## TEXT PROVIDED

Friday, December 23, 2005

Make A Plan

Today's weigh in was 120. I'm gonna talk more later about what this means, because it is a huge deal for me, but for right now, I'm gonna focus on damage control. Because this is normally the time I would give up for awhile, slack off, before making the big push for another five pounds, and I just can't afford that right now. And plus I feel like I'm on some kind of a roll, despite the holidays and all the traveling we're about to do, and I have to take advantage of my crazy willpower when I can, because you never know when it will get away from me. And also not only do I not want to gain back any weight, I'd like to be at 115 by February 14th. That's the day I started all this craziness, two years ago.
For me, the best thing to do in these circumstances is to make a plan, and to try to stick to it as best I can.

So my plan is:
1. no gas station treats except water and sugarless gum. If I get desperate for gas station treats (I really love gas station treats!), I can have baked chips or mentos, but really, I don't need this stuff, I have a crapload of healthy stuff all packed up and ready to go. (I get VERY hungry while traveling, and very bored, and for years I thought of traveling as free time, when I could eat all the junk in the world and it didn't count. So eating healthy while traveling is really really really really really hard for me.)

2. If I get hungry, eat FRUIT.

3. For dinner, I'm going to have stuff I brought plus I can have whatever grilled chicken sandwich is on offering, or a double cheeseburger without the bun. Either option will be gross. But that's ok. I need to get beyond my idea of McDonald's as a "free exception because it's inevitable and delicious so I get a pass here" and more like "This isn't going to be good, this isn't a treat, I'm going to get the least bad for me thing and eat it so I'm not hungry but I'll have a real treat later". I was so deprived of McDonald's as a kid that this is really hard for me.

## WRITTEN TASK 1
Decide whether each statement agrees with the weight-loss plan post: (a) The writer hopes to weigh 115 by February 14th. (b) The plan allows any kind of chips from gas stations. (c) At McDonald's, the writer may order a double cheeseburger with the bun. For each, answer yes or no and quote the words of the post that settle it.

## ENTRIES SUPPLIED
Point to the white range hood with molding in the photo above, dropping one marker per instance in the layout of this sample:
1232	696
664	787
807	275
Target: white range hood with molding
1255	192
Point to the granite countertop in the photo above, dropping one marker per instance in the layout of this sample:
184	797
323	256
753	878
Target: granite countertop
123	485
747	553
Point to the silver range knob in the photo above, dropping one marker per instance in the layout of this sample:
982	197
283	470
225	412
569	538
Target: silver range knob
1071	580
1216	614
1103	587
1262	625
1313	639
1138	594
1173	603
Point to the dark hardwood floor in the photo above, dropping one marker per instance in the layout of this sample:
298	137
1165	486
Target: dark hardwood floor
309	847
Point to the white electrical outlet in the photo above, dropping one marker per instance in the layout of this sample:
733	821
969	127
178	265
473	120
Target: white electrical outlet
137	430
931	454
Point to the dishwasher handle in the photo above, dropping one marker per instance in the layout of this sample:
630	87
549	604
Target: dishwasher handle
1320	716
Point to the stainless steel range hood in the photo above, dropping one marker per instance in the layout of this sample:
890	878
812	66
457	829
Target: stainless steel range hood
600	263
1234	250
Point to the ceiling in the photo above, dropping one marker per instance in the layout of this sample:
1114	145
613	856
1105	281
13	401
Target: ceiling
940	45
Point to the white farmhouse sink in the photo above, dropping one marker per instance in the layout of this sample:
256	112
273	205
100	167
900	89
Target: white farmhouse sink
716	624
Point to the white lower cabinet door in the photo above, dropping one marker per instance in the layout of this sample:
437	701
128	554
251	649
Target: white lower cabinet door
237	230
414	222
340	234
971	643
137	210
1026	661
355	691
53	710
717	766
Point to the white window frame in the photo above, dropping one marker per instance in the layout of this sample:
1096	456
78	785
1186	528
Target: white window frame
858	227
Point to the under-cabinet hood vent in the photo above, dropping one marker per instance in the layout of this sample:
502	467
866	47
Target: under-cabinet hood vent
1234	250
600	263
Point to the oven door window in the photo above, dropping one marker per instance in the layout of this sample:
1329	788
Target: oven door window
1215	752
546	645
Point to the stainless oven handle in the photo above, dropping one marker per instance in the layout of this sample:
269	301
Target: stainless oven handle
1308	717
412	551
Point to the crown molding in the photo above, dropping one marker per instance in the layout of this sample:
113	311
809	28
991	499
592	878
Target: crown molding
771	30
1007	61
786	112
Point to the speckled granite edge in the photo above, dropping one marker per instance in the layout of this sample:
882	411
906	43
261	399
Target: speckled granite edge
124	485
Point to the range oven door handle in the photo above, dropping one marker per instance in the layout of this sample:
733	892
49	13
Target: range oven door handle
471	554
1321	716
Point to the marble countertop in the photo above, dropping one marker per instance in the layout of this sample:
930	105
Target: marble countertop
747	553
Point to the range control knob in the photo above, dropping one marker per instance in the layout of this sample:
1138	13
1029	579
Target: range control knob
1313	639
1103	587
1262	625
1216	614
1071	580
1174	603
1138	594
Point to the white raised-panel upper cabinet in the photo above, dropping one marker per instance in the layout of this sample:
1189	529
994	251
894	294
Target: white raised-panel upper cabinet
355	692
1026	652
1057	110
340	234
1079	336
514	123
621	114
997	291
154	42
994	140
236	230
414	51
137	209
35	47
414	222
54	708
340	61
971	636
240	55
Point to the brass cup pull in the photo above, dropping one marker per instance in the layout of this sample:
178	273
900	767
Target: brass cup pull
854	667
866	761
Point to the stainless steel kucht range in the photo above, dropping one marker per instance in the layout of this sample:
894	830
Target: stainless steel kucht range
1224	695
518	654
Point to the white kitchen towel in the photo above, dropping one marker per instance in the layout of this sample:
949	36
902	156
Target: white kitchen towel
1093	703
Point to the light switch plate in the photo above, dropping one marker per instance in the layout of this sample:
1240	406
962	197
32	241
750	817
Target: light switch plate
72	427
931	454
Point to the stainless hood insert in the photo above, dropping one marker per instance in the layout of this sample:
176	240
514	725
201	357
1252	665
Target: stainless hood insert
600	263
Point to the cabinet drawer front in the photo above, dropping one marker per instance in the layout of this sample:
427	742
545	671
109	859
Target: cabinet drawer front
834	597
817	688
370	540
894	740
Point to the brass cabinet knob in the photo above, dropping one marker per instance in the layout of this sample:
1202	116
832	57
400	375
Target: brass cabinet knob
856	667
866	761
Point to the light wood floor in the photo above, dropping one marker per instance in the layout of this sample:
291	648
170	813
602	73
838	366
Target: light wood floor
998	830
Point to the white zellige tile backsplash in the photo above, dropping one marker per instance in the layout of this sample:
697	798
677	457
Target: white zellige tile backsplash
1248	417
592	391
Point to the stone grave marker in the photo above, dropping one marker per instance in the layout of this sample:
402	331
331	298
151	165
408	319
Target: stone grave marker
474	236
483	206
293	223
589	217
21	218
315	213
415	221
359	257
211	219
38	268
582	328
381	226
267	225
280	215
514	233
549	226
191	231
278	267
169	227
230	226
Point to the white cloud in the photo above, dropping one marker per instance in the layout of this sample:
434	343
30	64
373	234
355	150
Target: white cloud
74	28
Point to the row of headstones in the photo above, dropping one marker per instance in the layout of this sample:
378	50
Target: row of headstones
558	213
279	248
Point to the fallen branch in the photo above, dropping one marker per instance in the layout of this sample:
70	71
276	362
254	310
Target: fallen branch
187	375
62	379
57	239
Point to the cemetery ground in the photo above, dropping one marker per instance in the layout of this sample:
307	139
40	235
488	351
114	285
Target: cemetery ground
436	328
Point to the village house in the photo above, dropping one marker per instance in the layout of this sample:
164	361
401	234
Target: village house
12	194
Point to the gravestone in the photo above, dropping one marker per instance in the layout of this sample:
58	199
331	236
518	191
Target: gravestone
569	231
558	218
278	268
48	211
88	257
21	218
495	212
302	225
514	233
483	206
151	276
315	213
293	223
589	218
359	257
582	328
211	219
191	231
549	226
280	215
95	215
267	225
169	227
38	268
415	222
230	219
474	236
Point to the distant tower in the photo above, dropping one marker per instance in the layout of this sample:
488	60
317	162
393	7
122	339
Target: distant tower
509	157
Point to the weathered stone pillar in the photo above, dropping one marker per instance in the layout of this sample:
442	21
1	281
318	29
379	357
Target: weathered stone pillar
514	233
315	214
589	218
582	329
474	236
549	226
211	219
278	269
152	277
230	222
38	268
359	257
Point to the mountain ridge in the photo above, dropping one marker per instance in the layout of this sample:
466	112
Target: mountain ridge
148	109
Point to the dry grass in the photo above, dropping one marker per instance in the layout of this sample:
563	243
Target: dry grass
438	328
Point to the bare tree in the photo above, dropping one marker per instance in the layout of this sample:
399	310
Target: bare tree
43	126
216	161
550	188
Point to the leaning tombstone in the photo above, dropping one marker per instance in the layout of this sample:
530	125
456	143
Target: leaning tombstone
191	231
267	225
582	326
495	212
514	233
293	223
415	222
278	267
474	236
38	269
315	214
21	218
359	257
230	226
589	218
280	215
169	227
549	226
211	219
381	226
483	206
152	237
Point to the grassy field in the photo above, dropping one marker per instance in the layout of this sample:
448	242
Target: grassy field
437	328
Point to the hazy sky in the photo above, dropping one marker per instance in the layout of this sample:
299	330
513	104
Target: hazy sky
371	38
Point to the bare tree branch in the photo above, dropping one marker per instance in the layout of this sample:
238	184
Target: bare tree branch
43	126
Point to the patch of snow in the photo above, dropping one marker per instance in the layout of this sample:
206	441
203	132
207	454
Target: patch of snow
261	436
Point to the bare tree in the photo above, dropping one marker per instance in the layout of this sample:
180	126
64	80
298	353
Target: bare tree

## WRITTEN TASK 2
From the listing, pick out every line that contains the word "plate", with case counting.

## CORRECT RESULT 1
(a) Yes: "I'd like to be at 115 by February 14th."
(b) No: "I can have baked chips or mentos"
(c) No: "a double cheeseburger without the bun"

## CORRECT RESULT 2
Point to the light switch plate in the photo above, dropping one marker per instance in the layout of this sample:
Target: light switch plate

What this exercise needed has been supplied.